Mark Klett, Around Toroweap Point, just before and after sundown, beginning and ending with views used by J.K. Hillers, over 100 years ago, Grand Canyon, 1986

America's continuing love affair with the camera can be traced through the Smithsonian American Art Museum's collection, which ranges from early daguerreotypes to contemporary digital works. In 1983, the museum began to seriously collect photography. That year, more than 1,800 photographs were transferred to the museum from the National Endowment for the Arts. The collection includes works by Mathew B. Brady, Edward S. Curtis, Timothy H. O'Sullivan, Berenice Abbott, Ansel Adams, Diane Arbus, Tina Barney, Imogen Cunningham, Roy DeCarava, William Christenberry, William Eggleston, Walker Evans, Jan Groover, Alfredo Jaar, Sally Mann, Richard Misrach, Aaron Siskind, and Trevor Paglen. The photography collection also documents America's changing relationship with the landscape, from sublime shots of the West in the 1860s through contemporary images revealing environmental concerns.

> Entries supplied:
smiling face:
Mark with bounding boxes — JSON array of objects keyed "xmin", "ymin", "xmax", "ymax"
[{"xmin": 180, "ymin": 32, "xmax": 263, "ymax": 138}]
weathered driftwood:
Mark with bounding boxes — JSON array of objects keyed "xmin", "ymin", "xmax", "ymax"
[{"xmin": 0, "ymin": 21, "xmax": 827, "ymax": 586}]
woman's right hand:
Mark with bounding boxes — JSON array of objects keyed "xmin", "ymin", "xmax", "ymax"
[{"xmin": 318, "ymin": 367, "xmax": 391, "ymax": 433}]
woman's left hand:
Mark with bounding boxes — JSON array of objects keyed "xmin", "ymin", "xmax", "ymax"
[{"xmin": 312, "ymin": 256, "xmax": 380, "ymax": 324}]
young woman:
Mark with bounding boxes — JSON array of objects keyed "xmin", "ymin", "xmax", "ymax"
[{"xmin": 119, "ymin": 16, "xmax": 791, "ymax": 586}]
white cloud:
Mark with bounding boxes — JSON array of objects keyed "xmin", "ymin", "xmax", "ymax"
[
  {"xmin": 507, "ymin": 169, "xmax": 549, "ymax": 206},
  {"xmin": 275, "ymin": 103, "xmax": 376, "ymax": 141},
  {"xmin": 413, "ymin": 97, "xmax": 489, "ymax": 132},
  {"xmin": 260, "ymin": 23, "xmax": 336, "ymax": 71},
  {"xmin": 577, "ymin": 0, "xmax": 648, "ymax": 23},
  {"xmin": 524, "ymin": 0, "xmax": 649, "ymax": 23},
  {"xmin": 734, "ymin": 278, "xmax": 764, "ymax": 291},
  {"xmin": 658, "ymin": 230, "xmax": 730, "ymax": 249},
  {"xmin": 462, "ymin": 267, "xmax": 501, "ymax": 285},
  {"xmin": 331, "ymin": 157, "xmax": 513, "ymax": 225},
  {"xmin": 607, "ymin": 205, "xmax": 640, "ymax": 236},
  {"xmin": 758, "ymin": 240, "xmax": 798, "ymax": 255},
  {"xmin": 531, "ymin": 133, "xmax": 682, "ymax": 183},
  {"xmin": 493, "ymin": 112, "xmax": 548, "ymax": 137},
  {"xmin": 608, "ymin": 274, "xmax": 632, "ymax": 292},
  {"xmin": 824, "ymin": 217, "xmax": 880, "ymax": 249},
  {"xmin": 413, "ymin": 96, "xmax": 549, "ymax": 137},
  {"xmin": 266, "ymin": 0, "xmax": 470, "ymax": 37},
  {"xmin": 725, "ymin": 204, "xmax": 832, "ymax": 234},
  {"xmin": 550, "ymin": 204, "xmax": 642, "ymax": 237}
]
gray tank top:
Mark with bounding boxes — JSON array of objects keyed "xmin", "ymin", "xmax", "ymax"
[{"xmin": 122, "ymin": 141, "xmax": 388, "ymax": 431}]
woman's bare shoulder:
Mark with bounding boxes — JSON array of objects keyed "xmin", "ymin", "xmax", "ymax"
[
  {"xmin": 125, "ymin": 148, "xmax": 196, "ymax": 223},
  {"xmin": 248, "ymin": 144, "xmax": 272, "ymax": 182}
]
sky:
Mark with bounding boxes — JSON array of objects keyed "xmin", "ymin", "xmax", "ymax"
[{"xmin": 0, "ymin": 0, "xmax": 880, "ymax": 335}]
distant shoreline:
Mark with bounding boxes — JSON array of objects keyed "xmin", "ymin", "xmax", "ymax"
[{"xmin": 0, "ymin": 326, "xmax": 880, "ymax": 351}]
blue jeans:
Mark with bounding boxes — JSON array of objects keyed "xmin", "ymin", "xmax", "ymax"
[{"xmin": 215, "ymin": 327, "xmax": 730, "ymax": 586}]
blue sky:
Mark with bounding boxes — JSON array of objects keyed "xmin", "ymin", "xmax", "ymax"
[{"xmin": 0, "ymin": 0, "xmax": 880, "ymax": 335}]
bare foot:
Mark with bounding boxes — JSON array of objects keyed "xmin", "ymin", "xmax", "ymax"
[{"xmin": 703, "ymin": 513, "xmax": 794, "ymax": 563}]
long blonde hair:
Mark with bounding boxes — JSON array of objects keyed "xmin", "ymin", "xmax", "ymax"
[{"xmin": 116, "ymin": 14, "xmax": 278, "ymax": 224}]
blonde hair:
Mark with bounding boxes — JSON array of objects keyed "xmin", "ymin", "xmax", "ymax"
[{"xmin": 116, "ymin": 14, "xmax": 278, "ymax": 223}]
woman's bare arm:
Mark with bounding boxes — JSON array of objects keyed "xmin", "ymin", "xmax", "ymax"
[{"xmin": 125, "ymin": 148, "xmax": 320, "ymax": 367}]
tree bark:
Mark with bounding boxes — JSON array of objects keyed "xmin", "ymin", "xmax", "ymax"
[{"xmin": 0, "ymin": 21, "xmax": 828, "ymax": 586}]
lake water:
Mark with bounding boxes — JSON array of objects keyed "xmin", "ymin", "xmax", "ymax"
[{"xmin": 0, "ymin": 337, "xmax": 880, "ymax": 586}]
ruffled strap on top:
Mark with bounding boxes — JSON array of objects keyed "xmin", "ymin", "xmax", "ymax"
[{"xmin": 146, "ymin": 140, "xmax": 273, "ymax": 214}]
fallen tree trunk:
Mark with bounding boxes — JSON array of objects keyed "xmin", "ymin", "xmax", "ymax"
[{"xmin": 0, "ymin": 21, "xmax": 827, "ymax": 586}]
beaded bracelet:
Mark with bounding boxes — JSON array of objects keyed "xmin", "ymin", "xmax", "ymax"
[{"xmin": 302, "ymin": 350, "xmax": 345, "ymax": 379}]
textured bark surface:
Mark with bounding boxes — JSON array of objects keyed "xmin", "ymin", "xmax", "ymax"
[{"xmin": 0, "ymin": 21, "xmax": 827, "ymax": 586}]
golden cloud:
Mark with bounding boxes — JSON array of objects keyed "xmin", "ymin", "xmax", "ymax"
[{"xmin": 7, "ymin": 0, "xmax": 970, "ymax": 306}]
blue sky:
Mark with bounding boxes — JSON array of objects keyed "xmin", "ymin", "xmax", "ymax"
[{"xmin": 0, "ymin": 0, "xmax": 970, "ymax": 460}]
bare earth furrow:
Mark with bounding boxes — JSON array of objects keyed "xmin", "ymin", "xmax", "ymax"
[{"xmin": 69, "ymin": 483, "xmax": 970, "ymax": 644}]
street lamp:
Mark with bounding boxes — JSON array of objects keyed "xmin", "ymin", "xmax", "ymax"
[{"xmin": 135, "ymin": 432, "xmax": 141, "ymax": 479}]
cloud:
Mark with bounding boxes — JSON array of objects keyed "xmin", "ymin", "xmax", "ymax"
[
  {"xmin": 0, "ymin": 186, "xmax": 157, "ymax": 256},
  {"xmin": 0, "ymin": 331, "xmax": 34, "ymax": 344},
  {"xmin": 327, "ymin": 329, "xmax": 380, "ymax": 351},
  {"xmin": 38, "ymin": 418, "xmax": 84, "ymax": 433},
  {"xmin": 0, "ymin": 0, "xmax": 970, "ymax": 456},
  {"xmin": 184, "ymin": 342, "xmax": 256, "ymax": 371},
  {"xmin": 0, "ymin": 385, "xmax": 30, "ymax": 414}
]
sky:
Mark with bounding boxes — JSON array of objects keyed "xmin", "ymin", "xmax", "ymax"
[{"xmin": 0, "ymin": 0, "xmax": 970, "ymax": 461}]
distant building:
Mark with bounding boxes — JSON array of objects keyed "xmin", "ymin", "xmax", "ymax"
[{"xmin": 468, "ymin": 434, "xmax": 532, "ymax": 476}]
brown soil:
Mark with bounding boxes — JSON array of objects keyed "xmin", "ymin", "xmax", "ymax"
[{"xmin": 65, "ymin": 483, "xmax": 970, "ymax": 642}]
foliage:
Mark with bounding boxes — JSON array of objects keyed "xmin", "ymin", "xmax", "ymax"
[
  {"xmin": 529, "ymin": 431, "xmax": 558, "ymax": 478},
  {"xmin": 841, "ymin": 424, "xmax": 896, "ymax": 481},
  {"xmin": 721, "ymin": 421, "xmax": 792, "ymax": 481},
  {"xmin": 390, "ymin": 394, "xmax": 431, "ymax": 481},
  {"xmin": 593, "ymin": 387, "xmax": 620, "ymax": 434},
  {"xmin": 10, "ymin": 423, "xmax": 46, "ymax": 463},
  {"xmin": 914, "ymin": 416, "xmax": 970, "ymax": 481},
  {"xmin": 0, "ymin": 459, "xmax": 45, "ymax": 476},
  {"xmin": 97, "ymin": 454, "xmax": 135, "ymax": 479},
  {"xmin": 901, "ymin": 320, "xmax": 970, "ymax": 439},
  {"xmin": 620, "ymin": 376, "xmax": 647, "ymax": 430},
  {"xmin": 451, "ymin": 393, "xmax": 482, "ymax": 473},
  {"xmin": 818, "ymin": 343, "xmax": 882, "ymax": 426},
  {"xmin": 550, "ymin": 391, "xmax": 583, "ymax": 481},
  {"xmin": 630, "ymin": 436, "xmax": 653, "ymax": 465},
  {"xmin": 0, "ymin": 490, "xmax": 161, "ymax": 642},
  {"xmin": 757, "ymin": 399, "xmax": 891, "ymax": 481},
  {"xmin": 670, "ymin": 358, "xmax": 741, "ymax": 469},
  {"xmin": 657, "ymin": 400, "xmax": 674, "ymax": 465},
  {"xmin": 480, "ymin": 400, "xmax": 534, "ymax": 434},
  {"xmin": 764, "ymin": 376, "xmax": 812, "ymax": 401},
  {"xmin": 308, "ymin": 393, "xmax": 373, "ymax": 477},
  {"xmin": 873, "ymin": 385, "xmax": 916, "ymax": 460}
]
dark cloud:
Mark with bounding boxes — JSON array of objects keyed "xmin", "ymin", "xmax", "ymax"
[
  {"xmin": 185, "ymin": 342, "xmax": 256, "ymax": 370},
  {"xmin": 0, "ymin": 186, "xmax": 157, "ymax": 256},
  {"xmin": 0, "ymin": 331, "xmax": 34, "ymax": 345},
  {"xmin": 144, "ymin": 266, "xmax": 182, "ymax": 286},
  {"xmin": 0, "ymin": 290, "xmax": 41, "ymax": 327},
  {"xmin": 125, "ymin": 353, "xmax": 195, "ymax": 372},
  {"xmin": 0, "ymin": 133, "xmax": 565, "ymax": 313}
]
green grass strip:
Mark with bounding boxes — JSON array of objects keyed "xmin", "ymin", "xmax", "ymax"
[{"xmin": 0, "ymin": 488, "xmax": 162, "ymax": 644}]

> Actions to take:
a - Decide whether each statement agrees with the passage on the Smithsonian American Art Museum's photography collection, answering yes or no and quoting the words that settle it: (i) The museum began to seriously collect photography in 1983. (ii) The photographs transferred that year came from the Library of Congress. (iii) The collection is limited to digital works.
b - Extend the passage on the Smithsonian American Art Museum's photography collection, picking up after its final sentence.

> Replies:
a -
(i) Yes: "In 1983, the museum began to seriously collect photography."
(ii) No: "more than 1,800 photographs were transferred to the museum from the National Endowment for the Arts."
(iii) No: "ranges from early daguerreotypes to contemporary digital works."

b -
Highlights from this pioneering collection are featured in the 2013 exhibition A Democracy of Images: Photographs from the Smithsonian American Art Museum. Recent major acquisitions include more than 1,000 photographs from Lee Friedlander's The American Monument series, and gifts of 100 photographs by Irving Penn, and seventy-eight photographs by Annie Leibovitz from her series Pilgrimage.